--- START Stored records ---
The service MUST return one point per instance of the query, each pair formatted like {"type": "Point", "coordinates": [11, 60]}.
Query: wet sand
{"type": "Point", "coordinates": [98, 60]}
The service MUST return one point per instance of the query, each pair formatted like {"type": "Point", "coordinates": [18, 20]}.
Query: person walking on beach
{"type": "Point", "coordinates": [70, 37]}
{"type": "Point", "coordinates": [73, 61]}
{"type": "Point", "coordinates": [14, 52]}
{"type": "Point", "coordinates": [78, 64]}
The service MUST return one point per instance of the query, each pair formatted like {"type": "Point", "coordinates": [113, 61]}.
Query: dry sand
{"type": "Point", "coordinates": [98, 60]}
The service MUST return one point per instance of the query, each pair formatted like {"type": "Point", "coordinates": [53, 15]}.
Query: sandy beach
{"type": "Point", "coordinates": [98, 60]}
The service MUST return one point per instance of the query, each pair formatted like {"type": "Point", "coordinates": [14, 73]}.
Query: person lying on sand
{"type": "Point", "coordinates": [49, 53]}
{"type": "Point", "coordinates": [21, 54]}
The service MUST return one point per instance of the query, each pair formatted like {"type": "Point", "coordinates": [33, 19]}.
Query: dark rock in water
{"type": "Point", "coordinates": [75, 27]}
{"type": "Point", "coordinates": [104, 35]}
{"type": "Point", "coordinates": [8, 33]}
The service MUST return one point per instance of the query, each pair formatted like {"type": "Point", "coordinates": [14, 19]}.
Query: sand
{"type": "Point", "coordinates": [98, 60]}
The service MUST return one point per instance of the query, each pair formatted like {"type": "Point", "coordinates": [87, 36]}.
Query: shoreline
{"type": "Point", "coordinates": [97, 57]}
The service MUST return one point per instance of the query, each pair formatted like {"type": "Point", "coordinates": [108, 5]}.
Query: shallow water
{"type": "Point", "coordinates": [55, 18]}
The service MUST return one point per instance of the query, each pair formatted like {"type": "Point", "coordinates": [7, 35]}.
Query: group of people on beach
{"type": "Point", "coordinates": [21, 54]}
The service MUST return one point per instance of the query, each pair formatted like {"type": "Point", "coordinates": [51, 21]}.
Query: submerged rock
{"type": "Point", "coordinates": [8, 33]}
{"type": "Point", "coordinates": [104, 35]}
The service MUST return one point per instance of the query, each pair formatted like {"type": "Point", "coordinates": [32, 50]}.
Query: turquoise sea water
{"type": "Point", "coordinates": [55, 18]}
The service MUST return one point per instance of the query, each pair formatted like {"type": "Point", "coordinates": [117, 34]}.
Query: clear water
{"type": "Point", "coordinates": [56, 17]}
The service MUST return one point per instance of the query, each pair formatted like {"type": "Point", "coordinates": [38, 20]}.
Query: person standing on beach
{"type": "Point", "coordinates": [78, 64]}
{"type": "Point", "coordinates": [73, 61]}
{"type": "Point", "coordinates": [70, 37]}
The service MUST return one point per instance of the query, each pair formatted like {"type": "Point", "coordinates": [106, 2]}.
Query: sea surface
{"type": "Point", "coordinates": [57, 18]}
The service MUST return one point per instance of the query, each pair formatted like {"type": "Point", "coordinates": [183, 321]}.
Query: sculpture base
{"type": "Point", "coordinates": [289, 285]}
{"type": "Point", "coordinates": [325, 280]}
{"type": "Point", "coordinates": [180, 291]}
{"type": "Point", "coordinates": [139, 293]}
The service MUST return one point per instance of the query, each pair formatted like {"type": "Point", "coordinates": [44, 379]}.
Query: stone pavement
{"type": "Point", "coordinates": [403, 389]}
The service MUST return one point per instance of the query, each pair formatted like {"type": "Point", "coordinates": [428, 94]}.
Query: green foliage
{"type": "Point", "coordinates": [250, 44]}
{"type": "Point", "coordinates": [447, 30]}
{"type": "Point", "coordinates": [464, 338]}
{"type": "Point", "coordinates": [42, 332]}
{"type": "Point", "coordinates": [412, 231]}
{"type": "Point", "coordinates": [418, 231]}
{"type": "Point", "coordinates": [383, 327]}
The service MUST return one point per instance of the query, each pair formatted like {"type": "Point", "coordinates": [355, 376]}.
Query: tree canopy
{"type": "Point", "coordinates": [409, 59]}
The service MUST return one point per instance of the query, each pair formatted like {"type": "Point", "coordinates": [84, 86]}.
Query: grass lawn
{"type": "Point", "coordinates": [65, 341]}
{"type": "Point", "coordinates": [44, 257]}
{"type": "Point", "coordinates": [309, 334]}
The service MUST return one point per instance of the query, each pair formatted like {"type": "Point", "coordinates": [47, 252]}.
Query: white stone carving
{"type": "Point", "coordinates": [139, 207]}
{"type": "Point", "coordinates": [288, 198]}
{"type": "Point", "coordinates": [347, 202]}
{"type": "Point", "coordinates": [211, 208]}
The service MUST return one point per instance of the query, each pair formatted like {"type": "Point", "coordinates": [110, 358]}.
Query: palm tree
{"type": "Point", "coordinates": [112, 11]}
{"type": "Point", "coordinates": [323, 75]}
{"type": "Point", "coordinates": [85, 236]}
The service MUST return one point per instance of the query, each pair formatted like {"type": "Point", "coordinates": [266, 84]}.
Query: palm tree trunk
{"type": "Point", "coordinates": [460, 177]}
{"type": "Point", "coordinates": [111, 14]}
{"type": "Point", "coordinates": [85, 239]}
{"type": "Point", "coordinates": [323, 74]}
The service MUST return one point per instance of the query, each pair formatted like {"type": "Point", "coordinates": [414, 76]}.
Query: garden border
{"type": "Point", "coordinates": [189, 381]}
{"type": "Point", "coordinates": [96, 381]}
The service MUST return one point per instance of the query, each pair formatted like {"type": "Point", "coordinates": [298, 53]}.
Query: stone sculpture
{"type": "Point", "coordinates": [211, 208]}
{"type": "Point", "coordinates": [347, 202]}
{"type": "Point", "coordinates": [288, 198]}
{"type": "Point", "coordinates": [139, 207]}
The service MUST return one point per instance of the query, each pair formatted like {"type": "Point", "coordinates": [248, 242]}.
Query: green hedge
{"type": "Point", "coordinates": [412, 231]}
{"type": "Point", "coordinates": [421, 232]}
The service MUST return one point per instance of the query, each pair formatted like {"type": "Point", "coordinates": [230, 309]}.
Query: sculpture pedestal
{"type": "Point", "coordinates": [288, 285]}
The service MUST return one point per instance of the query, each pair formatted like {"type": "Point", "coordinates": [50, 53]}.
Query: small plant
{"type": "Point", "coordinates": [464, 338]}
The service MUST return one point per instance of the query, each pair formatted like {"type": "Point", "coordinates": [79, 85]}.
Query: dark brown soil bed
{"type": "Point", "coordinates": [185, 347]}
--- END Stored records ---
- [Task brief]: Write the listing out again, exactly as it reads.

- [Correct result]:
The service MUST return one point per instance of the query, each pair formatted like {"type": "Point", "coordinates": [11, 60]}.
Query: wet sand
{"type": "Point", "coordinates": [98, 60]}
The service MUST return one point per instance of the query, each pair formatted like {"type": "Point", "coordinates": [18, 20]}.
Query: person walking on beach
{"type": "Point", "coordinates": [70, 37]}
{"type": "Point", "coordinates": [73, 61]}
{"type": "Point", "coordinates": [14, 52]}
{"type": "Point", "coordinates": [78, 64]}
The service MUST return one point per instance of the query, each pair formatted like {"type": "Point", "coordinates": [113, 61]}.
Query: dry sand
{"type": "Point", "coordinates": [98, 60]}
The service MUST return one point per instance of the query, each pair formatted like {"type": "Point", "coordinates": [53, 15]}.
Query: sandy beach
{"type": "Point", "coordinates": [98, 60]}
The service MUST return one point per instance of the query, each pair formatted like {"type": "Point", "coordinates": [14, 73]}.
Query: person lying on sand
{"type": "Point", "coordinates": [49, 53]}
{"type": "Point", "coordinates": [21, 54]}
The service MUST return one point per instance of the query, each pair formatted like {"type": "Point", "coordinates": [33, 19]}.
Query: dark rock in water
{"type": "Point", "coordinates": [75, 27]}
{"type": "Point", "coordinates": [104, 35]}
{"type": "Point", "coordinates": [8, 33]}
The service MUST return one point per instance of the query, each pair formatted like {"type": "Point", "coordinates": [14, 19]}.
Query: sand
{"type": "Point", "coordinates": [98, 60]}
The service MUST return one point per instance of the query, each pair formatted like {"type": "Point", "coordinates": [87, 36]}.
Query: shoreline
{"type": "Point", "coordinates": [97, 57]}
The service MUST return one point per instance of the query, each pair formatted like {"type": "Point", "coordinates": [108, 5]}.
Query: shallow water
{"type": "Point", "coordinates": [55, 18]}
The service MUST return one point per instance of the query, each pair formatted like {"type": "Point", "coordinates": [7, 35]}.
Query: group of people on beach
{"type": "Point", "coordinates": [21, 54]}
The service MUST return one point per instance of the query, each pair formatted like {"type": "Point", "coordinates": [51, 21]}.
Query: submerged rock
{"type": "Point", "coordinates": [8, 33]}
{"type": "Point", "coordinates": [104, 35]}
The service MUST return one point per instance of the query, each pair formatted like {"type": "Point", "coordinates": [32, 50]}.
Query: turquoise sea water
{"type": "Point", "coordinates": [55, 18]}
The service MUST return one point per instance of the query, each pair formatted like {"type": "Point", "coordinates": [117, 34]}.
Query: clear water
{"type": "Point", "coordinates": [56, 17]}
The service MUST return one point per instance of the query, each pair formatted like {"type": "Point", "coordinates": [38, 20]}.
Query: person standing on beach
{"type": "Point", "coordinates": [78, 64]}
{"type": "Point", "coordinates": [73, 61]}
{"type": "Point", "coordinates": [70, 37]}
The service MUST return one point per instance of the query, each pair formatted like {"type": "Point", "coordinates": [106, 2]}.
Query: sea surface
{"type": "Point", "coordinates": [57, 18]}
The service MUST return one point per instance of the query, each pair formatted like {"type": "Point", "coordinates": [183, 321]}.
Query: sculpture base
{"type": "Point", "coordinates": [289, 285]}
{"type": "Point", "coordinates": [325, 280]}
{"type": "Point", "coordinates": [180, 291]}
{"type": "Point", "coordinates": [139, 293]}
The service MUST return one point per instance of the query, each pair formatted like {"type": "Point", "coordinates": [44, 379]}.
Query: stone pavement
{"type": "Point", "coordinates": [403, 389]}
The service MUST return one point per instance of the query, each pair formatted like {"type": "Point", "coordinates": [428, 94]}.
Query: green foliage
{"type": "Point", "coordinates": [250, 44]}
{"type": "Point", "coordinates": [447, 30]}
{"type": "Point", "coordinates": [464, 338]}
{"type": "Point", "coordinates": [42, 332]}
{"type": "Point", "coordinates": [412, 231]}
{"type": "Point", "coordinates": [418, 231]}
{"type": "Point", "coordinates": [383, 327]}
The service MUST return one point per instance of the query, each pair formatted like {"type": "Point", "coordinates": [355, 376]}.
Query: tree canopy
{"type": "Point", "coordinates": [409, 59]}
The service MUST return one point per instance of the query, each pair formatted like {"type": "Point", "coordinates": [84, 86]}.
Query: grass lawn
{"type": "Point", "coordinates": [65, 341]}
{"type": "Point", "coordinates": [44, 257]}
{"type": "Point", "coordinates": [309, 334]}
The service MUST return one point per instance of the query, each pair formatted like {"type": "Point", "coordinates": [47, 252]}.
Query: white stone carving
{"type": "Point", "coordinates": [139, 207]}
{"type": "Point", "coordinates": [288, 198]}
{"type": "Point", "coordinates": [347, 202]}
{"type": "Point", "coordinates": [211, 208]}
The service MUST return one point per instance of the query, each pair formatted like {"type": "Point", "coordinates": [110, 358]}.
Query: palm tree
{"type": "Point", "coordinates": [112, 11]}
{"type": "Point", "coordinates": [323, 75]}
{"type": "Point", "coordinates": [85, 236]}
The service MUST return one point per instance of the query, each pair formatted like {"type": "Point", "coordinates": [266, 84]}.
Query: palm tree trunk
{"type": "Point", "coordinates": [460, 177]}
{"type": "Point", "coordinates": [111, 14]}
{"type": "Point", "coordinates": [85, 239]}
{"type": "Point", "coordinates": [323, 74]}
The service MUST return one point per instance of the query, each pair formatted like {"type": "Point", "coordinates": [414, 76]}.
Query: garden border
{"type": "Point", "coordinates": [189, 381]}
{"type": "Point", "coordinates": [96, 381]}
The service MUST return one point per instance of the query, each pair formatted like {"type": "Point", "coordinates": [298, 53]}.
Query: stone sculpture
{"type": "Point", "coordinates": [211, 208]}
{"type": "Point", "coordinates": [347, 202]}
{"type": "Point", "coordinates": [288, 198]}
{"type": "Point", "coordinates": [139, 207]}
The service MUST return one point per instance of the query, each pair formatted like {"type": "Point", "coordinates": [248, 242]}.
Query: green hedge
{"type": "Point", "coordinates": [412, 231]}
{"type": "Point", "coordinates": [421, 232]}
The service MUST return one point per instance of the query, each pair formatted like {"type": "Point", "coordinates": [230, 309]}.
Query: sculpture pedestal
{"type": "Point", "coordinates": [288, 285]}
The service MUST return one point per instance of the query, each pair formatted like {"type": "Point", "coordinates": [50, 53]}.
Query: small plant
{"type": "Point", "coordinates": [464, 338]}
The service MUST return one point per instance of the query, each pair formatted like {"type": "Point", "coordinates": [79, 85]}.
Query: dark brown soil bed
{"type": "Point", "coordinates": [185, 347]}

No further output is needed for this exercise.